• Tasks:
A. Reproduce part of the timer code excerpt word for word: start at the words "void timer_isr(void* unused)" and end after the words "sys_timer_isr(struct k_timer* unused)".
B. Answer these questions from the timer code excerpt:
(i) What SPDX license identifier is given?
(ii) Which timer's update flag does the interrupt handler check and clear?
(iii) Which variable does the handler increase by 1?

• Reading text:
========================================================================

Code: It uses a HW rimer module directly that definitly counts cycles:

/*
 * Copyright (c) 2020 Alexander Wachter
 *
 * SPDX-License-Identifier: Apache-2.0
 */

#include <zephyr.h>
#include <soc.h>
#include <device.h>
#include <devicetree.h>
#include <irq.h>
#include <stm32_ll_rcc.h>
#include <stm32_ll_tim.h>
#include <drivers/clock_control/stm32_clock_control.h>
#include <drivers/clock_control.h>

#include <logging/log.h>
LOG_MODULE_REGISTER(main);

static uint32_t timer_cnt;

void timer_isr(void* unused)
{
    if(LL_TIM_IsActiveFlag_UPDATE(TIM2)==SET)   //Overflow interrupt
    {
        const uint32_t uptime = k_uptime_get_32();
        LOG_INF("Timer ISR %d Timer: %d",timer_cnt, uptime);
        timer_cnt += 1;
    }
    LL_TIM_ClearFlag_UPDATE(TIM2);  //Clear interrupt flag 
}

void sys_timer_isr(struct k_timer* unused)

========================================================================

[Source records]

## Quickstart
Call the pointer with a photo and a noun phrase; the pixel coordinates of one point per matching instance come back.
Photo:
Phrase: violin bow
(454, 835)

========================================================================

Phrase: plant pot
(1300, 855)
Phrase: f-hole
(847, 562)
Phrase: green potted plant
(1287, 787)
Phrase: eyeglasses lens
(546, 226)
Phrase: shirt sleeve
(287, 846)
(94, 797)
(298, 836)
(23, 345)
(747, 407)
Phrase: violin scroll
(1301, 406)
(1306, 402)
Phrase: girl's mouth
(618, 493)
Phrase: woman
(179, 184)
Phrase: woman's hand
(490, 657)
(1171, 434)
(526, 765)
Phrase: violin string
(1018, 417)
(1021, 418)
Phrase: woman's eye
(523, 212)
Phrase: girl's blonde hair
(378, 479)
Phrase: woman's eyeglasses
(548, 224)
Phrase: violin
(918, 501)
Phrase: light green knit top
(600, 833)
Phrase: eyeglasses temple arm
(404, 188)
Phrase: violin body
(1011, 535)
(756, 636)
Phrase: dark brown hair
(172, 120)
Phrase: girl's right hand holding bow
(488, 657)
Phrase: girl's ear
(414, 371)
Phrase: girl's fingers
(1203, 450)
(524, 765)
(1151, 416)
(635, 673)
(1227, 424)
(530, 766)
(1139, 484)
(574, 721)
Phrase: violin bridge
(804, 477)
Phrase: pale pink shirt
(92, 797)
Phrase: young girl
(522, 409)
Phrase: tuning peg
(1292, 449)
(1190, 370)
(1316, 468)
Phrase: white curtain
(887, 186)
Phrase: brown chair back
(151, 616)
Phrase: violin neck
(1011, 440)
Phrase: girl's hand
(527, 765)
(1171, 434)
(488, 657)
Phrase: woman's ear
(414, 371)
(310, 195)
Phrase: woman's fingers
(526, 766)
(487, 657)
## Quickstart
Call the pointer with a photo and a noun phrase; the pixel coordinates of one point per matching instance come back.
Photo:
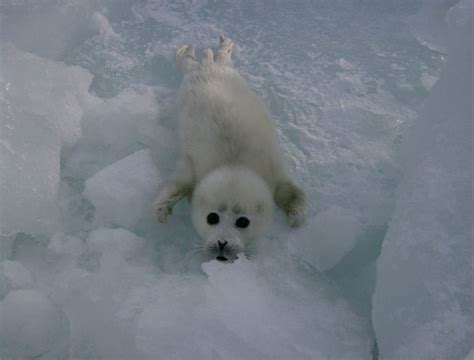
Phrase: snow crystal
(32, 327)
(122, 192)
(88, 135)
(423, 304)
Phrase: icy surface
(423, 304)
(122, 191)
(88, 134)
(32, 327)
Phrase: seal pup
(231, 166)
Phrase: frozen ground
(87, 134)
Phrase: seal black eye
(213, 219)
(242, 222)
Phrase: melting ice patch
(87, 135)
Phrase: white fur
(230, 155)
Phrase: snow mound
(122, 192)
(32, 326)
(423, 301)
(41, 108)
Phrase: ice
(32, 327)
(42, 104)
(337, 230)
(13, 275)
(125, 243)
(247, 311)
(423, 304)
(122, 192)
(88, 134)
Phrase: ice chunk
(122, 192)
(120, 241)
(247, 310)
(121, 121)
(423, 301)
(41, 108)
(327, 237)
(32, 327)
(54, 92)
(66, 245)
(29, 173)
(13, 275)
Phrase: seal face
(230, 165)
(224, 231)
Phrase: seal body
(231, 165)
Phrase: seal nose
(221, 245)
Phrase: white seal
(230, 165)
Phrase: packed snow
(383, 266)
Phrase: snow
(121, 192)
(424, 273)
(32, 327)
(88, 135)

========================================================================

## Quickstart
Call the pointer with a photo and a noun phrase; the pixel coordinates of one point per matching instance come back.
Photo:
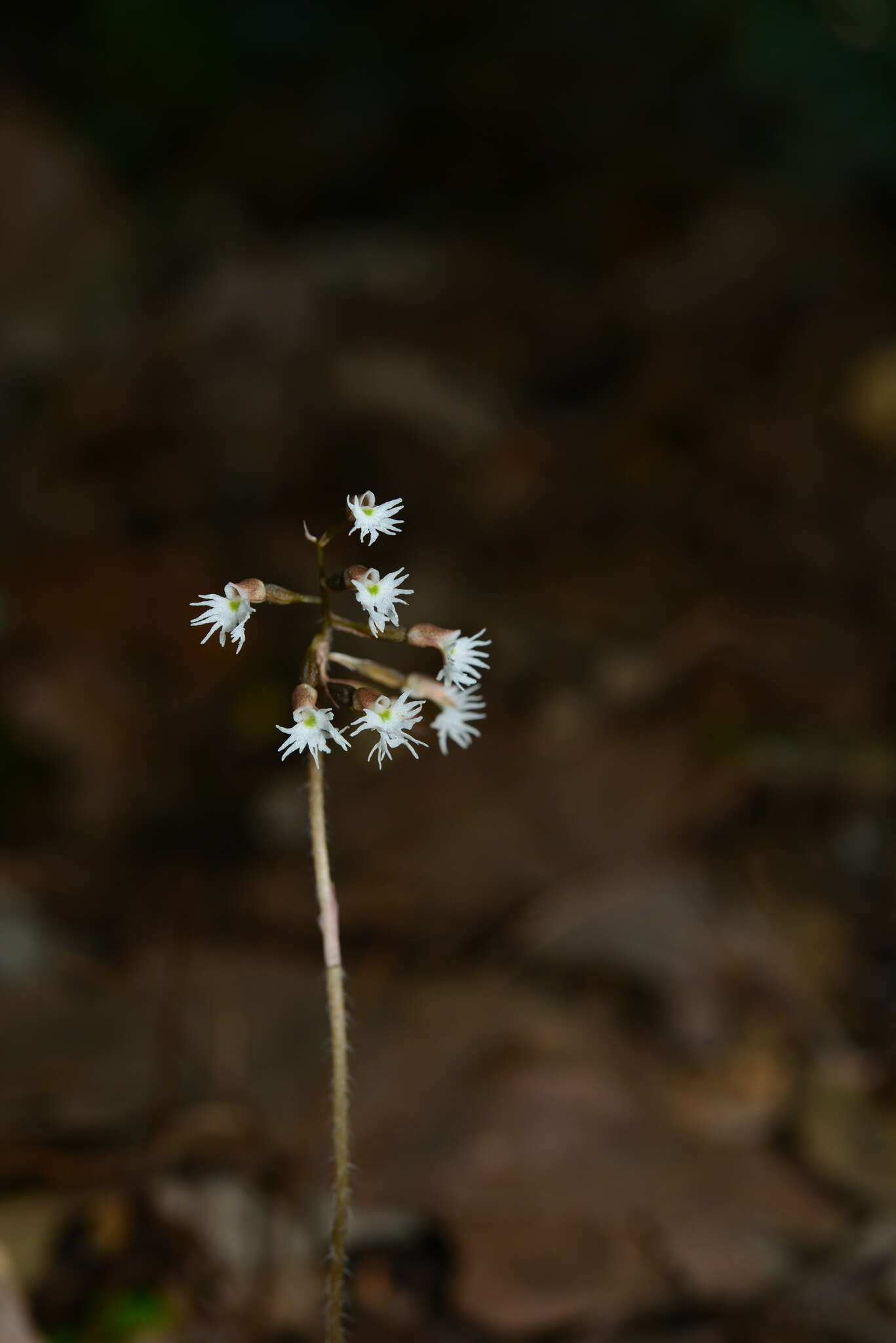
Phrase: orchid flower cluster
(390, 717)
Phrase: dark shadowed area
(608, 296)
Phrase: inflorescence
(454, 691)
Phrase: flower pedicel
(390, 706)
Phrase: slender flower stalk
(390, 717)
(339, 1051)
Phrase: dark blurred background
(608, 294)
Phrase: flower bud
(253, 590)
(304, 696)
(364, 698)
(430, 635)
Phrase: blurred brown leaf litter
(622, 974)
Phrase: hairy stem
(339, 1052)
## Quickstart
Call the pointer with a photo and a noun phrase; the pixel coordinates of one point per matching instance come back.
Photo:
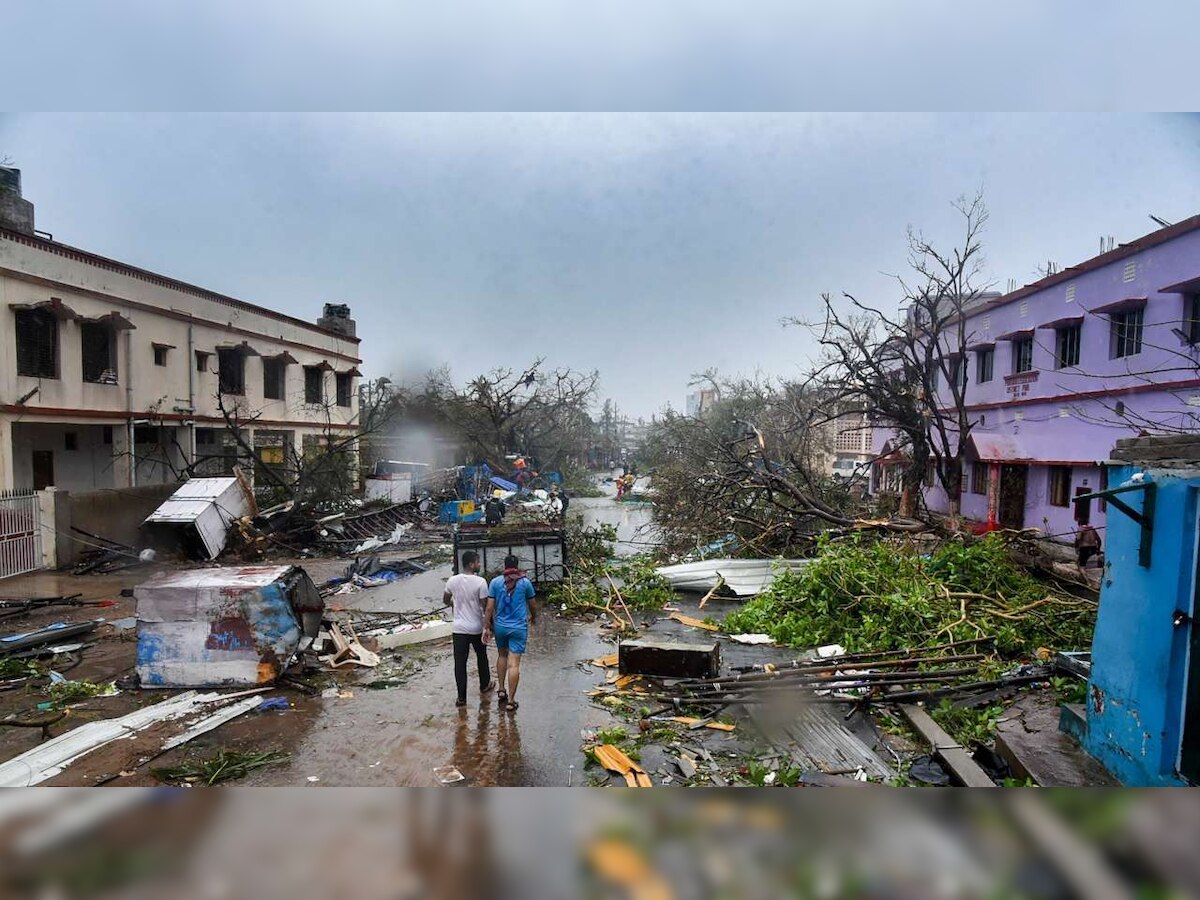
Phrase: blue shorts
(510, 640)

========================================================================

• Responses by task:
A.
void timer_isr(void* unused)
{
    if(LL_TIM_IsActiveFlag_UPDATE(TIM2)==SET)   //Overflow interrupt
    {
        const uint32_t uptime = k_uptime_get_32();
        LOG_INF("Timer ISR %d Timer: %d",timer_cnt, uptime);
        timer_cnt += 1;
    }
    LL_TIM_ClearFlag_UPDATE(TIM2);  //Clear interrupt flag 
}

void sys_timer_isr(struct k_timer* unused)

B.
(i) Apache-2.0
(ii) TIM2
(iii) timer_cnt